NPT会議決裂 どうみる 歴代取材記者座談会

条約体制 後退させる保有国 金崎

被爆者の焦りや怒り共有を 田中

市民社会の意見に耳傾けて 小林

 米ニューヨークの国連本部で8月1~26日にあり、決裂に終わった10回目の核拡散防止条約(NPT)再検討会議を、中国新聞報道センター社会担当の小林可奈記者が約1カ月にわたり現地に滞在して取材した。やはり決裂した2015年の前回は田中美千子編集委員、最終文書を採択した10年の前々回はヒロシマ平和メディアセンターの金崎由美センター長が派遣された。歴代の担当記者3人が広島市中区の中国新聞ビルで会議を振り返り、今後の被爆地の役割を展望した。

■交渉を振り返って

 小林 ロシアのウクライナ侵攻や核兵器禁止条約を巡る核兵器保有国と非保有国の対立で、最終文書を採択できるかどうか開幕前から危ぶまれていた。始まってからはNPT体制を維持するため2回連続の失敗は避けたいという姿勢が各国に見え、最終日の午前にはうまくいく雰囲気さえ漂っていたけど…。午後の全体会合の開始がどんどん遅れて雲行きが怪しくなり、ロシアが反対を告げた時は思わずため息が出た。

 金崎 国際社会のモメンタム(勢い)って大事。10年の時は、09年に米国のオバマ大統領が「プラハ演説」で「核兵器のない世界」を掲げたり、米国とロシアが冷却化した二国間関係の「リセット」を表明したりして、核軍縮への進展を示せるのではないかという期待感があった。直前に赤十字国際委員会(ICRC)が、核兵器のいかなる使用も非人道的な結果をもたらすという声明を出したのも注目された。

 田中 そうした機運がしぼんでいた前回もそれほど期待値は高くなかったけど、結局、中東の非核化を巡って米国がイスラエルを守る形で最終文書案に反対して決裂した。今回も、ロシアがウクライナの原発を巡る記述などに反対したのが決裂の要因とされたけど、他の保有国は本当に賛成する気があったのだろうか。素案にあった、保有国による「先制不使用」宣言の採用が削られたように、本気度が見えない。

 金崎 結局、NPT体制を重視しているのは皮肉にも核兵器禁止条約を推す非保有国のように見える。核軍縮の内容が後退していく中でも、最終文書案の採択に反対しなかったわけだから。それでも、2回続けて保有国側の反対で会議が失敗し、非保有国の怒りはさらに大きくなると思う。

項目の抜粋>
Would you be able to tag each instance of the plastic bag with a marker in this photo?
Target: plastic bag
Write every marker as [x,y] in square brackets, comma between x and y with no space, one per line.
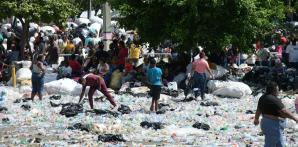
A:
[23,74]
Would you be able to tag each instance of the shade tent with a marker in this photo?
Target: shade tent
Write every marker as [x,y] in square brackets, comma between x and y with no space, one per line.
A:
[81,21]
[33,25]
[96,19]
[71,24]
[48,29]
[85,14]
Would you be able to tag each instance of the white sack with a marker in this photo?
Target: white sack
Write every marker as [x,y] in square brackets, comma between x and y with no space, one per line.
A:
[228,88]
[23,74]
[231,91]
[219,72]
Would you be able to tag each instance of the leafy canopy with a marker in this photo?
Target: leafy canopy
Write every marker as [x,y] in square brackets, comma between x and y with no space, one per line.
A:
[211,23]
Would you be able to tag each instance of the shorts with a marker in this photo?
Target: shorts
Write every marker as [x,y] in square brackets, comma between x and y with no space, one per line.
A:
[155,91]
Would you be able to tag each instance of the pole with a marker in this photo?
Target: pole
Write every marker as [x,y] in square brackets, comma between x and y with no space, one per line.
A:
[13,76]
[90,9]
[107,34]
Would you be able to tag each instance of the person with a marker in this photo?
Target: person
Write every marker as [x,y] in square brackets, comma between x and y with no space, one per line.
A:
[273,114]
[103,68]
[199,67]
[75,66]
[38,72]
[70,48]
[292,51]
[96,83]
[167,76]
[64,70]
[154,78]
[123,53]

作業の条件>
- a) NPT会議の座談会の本文から、「市民社会の意見に耳傾けて 小林」で始まって「後の被爆地の役割を展望した。」まで続く部分をそのまま抜き出してください。
- b) NPT会議の座談会で、歴代の担当記者3人はどこに集まって会議を振り返りましたか。

項目ごとの答え>
- a)
市民社会の意見に耳傾けて 小林

 米ニューヨークの国連本部で8月1~26日にあり、決裂に終わった10回目の核拡散防止条約(NPT)再検討会議を、中国新聞報道センター社会担当の小林可奈記者が約1カ月にわたり現地に滞在して取材した。やはり決裂した2015年の前回は田中美千子編集委員、最終文書を採択した10年の前々回はヒロシマ平和メディアセンターの金崎由美センター長が派遣された。歴代の担当記者3人が広島市中区の中国新聞ビルで会議を振り返り、今後の被爆地の役割を展望した。

- b) 広島市中区の中国新聞ビルです。